■ CONSIGNES ■
**a)** D'après l'extrait proposé sur le magistère de l'Église, quelles sont les deux seules solutions possibles en cas de conflit grave entre la doctrine de l'Église et la conscience morale de l'individu ?
**b)** Indiquez combien de lignes des enregistrements contiennent la chaîne « light », en tenant compte de la casse. Donnez uniquement le nombre.

■ EXTRAIT PROPOSÉ ■
━━━━━━━━━━━━━━━━━━━━━━━━━━━━━━

Dans tout conflit grave entre la doctrine de l’Église et la conscience morale de l’individu, le magistère étant donné pour infaillible et divin, il n’existe que deux solutions : la capitulation ou la révolte. (c’est moi qui souligne)
Dans le cas de la capitulation, une première possibilité est que le rejet défensif du doute concernant la foi, en d’autres termes la destruction de la conscience morale personnelle, se convertisse en doute chronique sur soi-même : pour ne pas avoir à remettre l’Église en question, par exemple lorsqu’elle interdit l’objection de conscience au nom de Dieu, l’individu succombe à la contrainte obsessionnelle de remettre en question son propre jugement : il s’interdit la présomption de prétendre mieux connaître les injonctions de Dieu que l’Église, qui représente Dieu sur la terre ; s’il s’imagine reconnaître une vérité qui contredit manifestement l’enseignement de l’Église, c’est plutôt un signe patent de son orgueil ? Dans ce cas, la confiance en une Église régie par Dieu se confond avec une défiance chronique envers soi-même. Le conflit avec l’Église est intériorisé en conflit avec soi-même. Ou plus exactement : la dépersonnalisation de la question religieuse dans le magistère de l’Église a pour conséquence inévitable de personnaliser le litige concret : qui ne parvient pas à se mettre en accord avec l’autorité de l’Église est nécessairement atteint dans sa personnalité de dégradations psychiques ou morales : sinon, comment pourrait s’expliquer sa dérive par rapport à une vérité divine que lui présente un magistère infaillible ?
Remarquons en passant que l’affaire de l’objection de conscience en 1956 n’est ici qu’un exemple parmi tant d’autres que l’on pourrait multiplier. L’interdit jeté par la pape sur la contraception artificielle, le fait de qualifier de « luxure » toute rencontre sexuelle hors mariage, la stricte prohibition des contacts homosexuels, le refus des sacrements aux divorcés remariés, ou encore la multiplicité des cas où le magistère considéré comme des « dérives de la foi » les divergences par rapport à ses assertions (la naissance virginale, le sépulcre vide, les miracles faits par Jésus : toutes ces points sur lesquels l’Église donne de sa propre doctrine une interprétation concrétiste et fondamentaliste) : de quelque côté que l’on tourne son regard, il apparait à l’évidence que le principe en vigueur est celui d’un magistère qui se pose lui-même, au nom de Dieu, comme absolu, et se fonde structurellement sur l’oppression de la personne humaine individuelle. Dans l’ombre d’un ministère ainsi posé en absolu, les êtres humains n’ont plus, par principe, qu’un caractère relatif : ils sont ou bien assujettis au service de Dieu sous les espèces de l’Église, ou bien objectivement nuisibles ; tout bien considéré, leur seule valeur réside dans la partie de leur moi propre qu’ils délèguent à un Dieu transformé en fonctionnaire de l’Église. Telle est la première possibilité.

━━━━━━━━━━━━━━━━━━━━━━━━━━━━━━

■ ENREGISTREMENTS SOURCES ■
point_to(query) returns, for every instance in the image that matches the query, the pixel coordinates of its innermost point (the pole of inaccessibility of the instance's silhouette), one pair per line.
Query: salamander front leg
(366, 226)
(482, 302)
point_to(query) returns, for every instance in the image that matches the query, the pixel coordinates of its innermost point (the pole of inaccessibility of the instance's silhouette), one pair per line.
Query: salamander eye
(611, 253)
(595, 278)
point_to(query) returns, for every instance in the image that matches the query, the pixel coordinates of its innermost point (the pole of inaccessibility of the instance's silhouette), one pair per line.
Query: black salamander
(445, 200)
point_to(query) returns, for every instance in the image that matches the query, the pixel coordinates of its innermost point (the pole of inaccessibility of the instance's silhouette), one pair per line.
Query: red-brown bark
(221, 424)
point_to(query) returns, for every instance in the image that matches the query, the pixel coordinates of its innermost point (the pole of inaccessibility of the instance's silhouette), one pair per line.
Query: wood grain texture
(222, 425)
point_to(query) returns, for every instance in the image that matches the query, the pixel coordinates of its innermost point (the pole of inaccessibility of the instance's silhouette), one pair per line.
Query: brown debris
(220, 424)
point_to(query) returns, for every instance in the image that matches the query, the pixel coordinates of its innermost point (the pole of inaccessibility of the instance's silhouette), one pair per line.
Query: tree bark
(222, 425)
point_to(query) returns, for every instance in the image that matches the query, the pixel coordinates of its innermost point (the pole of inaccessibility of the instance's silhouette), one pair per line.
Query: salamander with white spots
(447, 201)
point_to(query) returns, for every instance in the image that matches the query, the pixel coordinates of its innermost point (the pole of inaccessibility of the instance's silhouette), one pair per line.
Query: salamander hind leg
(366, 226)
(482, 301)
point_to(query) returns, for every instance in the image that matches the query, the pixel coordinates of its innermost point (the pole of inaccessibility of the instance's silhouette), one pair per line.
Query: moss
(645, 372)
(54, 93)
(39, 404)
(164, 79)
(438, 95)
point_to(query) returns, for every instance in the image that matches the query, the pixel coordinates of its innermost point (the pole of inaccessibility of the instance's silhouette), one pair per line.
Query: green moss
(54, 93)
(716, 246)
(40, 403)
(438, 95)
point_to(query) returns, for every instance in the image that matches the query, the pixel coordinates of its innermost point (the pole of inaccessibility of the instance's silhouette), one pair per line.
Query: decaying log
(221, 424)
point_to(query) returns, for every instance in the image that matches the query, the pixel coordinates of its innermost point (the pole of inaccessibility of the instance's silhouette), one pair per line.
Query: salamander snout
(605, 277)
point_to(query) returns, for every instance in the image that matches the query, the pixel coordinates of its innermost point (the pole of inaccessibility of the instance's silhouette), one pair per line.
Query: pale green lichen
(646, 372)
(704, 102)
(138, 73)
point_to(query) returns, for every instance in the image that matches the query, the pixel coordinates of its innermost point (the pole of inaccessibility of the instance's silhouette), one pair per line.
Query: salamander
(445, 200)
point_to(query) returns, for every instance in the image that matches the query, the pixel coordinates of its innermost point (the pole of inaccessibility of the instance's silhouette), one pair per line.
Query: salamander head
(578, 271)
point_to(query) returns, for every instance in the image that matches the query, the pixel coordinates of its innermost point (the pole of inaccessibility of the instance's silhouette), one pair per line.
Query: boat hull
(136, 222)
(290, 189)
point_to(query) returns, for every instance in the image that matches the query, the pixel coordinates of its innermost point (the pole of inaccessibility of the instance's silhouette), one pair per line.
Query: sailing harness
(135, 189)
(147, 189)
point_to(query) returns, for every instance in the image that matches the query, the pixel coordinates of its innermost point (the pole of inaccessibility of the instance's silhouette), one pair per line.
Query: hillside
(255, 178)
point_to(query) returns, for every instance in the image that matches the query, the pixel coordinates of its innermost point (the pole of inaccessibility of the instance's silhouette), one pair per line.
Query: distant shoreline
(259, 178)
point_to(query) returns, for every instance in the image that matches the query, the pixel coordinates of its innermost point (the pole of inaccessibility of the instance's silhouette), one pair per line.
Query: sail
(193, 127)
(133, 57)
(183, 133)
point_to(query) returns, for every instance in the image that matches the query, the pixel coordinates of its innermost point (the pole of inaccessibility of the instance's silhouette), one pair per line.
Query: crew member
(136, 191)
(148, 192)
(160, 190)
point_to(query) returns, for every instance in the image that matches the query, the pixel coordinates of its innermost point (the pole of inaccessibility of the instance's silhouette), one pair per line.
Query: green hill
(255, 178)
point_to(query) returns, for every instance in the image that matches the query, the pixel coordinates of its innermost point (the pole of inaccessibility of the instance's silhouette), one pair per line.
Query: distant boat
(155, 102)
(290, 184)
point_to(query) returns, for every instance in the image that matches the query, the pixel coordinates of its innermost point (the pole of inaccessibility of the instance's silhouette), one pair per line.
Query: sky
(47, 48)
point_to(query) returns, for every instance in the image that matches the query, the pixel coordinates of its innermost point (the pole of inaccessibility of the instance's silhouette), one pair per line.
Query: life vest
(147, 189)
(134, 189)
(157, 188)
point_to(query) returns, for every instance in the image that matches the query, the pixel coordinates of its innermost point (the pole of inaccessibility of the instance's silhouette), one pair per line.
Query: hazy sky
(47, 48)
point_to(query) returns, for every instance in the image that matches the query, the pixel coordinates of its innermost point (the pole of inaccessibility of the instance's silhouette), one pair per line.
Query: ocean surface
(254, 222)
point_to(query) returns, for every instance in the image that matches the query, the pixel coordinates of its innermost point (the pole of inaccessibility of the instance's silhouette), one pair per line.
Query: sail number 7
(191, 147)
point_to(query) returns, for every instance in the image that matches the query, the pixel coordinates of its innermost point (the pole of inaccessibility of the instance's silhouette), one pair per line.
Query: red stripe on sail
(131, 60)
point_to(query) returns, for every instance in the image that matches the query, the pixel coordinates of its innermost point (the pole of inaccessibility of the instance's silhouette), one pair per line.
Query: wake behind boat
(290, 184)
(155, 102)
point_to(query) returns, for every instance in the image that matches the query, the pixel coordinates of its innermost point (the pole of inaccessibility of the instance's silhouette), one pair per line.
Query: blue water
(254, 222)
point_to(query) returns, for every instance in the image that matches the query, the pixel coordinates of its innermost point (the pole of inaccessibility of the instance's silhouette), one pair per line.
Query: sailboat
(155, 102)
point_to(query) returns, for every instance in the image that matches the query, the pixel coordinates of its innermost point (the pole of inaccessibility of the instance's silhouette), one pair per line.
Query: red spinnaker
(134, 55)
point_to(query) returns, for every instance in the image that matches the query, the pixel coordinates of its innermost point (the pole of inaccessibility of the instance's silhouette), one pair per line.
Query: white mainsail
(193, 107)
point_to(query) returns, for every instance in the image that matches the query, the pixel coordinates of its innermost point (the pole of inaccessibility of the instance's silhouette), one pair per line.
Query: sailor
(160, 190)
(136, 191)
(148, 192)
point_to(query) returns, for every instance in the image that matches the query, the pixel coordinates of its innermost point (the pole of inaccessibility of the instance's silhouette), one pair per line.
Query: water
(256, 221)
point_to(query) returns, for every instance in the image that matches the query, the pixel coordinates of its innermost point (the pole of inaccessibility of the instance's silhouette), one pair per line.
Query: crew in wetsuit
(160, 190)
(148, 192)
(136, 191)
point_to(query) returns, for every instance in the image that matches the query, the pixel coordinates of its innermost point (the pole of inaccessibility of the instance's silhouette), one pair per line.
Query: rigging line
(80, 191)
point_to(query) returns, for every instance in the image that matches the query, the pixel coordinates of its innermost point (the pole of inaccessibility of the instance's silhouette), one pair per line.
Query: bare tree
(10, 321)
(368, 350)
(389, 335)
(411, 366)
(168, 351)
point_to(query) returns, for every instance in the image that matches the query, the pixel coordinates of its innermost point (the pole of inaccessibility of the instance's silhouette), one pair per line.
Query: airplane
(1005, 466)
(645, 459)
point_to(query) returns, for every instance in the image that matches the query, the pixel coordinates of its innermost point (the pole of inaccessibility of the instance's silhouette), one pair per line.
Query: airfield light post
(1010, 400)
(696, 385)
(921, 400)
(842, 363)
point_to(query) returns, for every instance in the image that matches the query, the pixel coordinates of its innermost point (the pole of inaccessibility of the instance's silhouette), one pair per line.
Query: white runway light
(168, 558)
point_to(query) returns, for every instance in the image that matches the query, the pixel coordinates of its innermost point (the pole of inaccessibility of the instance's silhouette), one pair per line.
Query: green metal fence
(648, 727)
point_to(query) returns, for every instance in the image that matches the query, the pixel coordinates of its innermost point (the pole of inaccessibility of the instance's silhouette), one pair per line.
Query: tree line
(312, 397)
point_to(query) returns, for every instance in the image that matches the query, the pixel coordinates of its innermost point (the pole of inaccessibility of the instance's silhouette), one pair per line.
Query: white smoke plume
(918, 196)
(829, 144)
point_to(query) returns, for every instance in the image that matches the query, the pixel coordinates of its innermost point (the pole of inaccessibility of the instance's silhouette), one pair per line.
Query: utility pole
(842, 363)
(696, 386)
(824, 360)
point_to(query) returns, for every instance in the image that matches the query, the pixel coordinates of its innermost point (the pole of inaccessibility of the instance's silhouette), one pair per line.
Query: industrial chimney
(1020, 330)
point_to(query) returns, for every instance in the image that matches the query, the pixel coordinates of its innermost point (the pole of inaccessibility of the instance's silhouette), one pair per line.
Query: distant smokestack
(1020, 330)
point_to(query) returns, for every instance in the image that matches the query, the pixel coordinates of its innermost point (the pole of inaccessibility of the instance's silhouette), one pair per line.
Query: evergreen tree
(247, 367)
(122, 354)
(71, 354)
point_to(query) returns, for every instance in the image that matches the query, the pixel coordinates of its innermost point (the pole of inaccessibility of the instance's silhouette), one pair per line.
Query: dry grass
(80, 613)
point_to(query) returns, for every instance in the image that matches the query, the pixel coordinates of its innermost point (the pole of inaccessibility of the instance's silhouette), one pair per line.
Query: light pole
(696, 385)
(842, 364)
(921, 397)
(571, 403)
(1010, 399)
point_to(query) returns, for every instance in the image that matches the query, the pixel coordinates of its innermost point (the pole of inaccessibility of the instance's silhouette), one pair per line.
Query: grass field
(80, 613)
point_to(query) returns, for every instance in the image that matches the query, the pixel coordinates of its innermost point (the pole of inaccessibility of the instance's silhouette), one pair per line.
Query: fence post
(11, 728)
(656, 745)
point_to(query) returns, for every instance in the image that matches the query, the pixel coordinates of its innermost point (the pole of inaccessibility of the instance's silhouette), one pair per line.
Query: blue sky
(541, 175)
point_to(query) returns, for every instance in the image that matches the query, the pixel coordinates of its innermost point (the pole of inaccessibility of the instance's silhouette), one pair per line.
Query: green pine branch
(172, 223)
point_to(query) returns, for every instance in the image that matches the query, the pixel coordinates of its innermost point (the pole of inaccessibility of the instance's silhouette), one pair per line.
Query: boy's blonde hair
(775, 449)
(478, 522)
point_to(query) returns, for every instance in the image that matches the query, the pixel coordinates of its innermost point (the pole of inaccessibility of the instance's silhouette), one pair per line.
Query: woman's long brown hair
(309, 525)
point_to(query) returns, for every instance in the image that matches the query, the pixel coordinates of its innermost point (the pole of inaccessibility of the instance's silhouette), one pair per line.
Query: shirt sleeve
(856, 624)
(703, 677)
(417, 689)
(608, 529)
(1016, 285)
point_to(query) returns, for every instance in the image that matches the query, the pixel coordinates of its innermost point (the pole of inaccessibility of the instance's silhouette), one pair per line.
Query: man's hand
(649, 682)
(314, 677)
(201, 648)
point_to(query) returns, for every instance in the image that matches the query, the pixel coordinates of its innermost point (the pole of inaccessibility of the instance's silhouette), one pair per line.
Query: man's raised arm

━━━━━━━━━━━━━━━━━━━━━━━━━━━━━━

■ RÉPONSES PAR CONSIGNE ■
**a)** La capitulation ou la révolte.

**b)** 3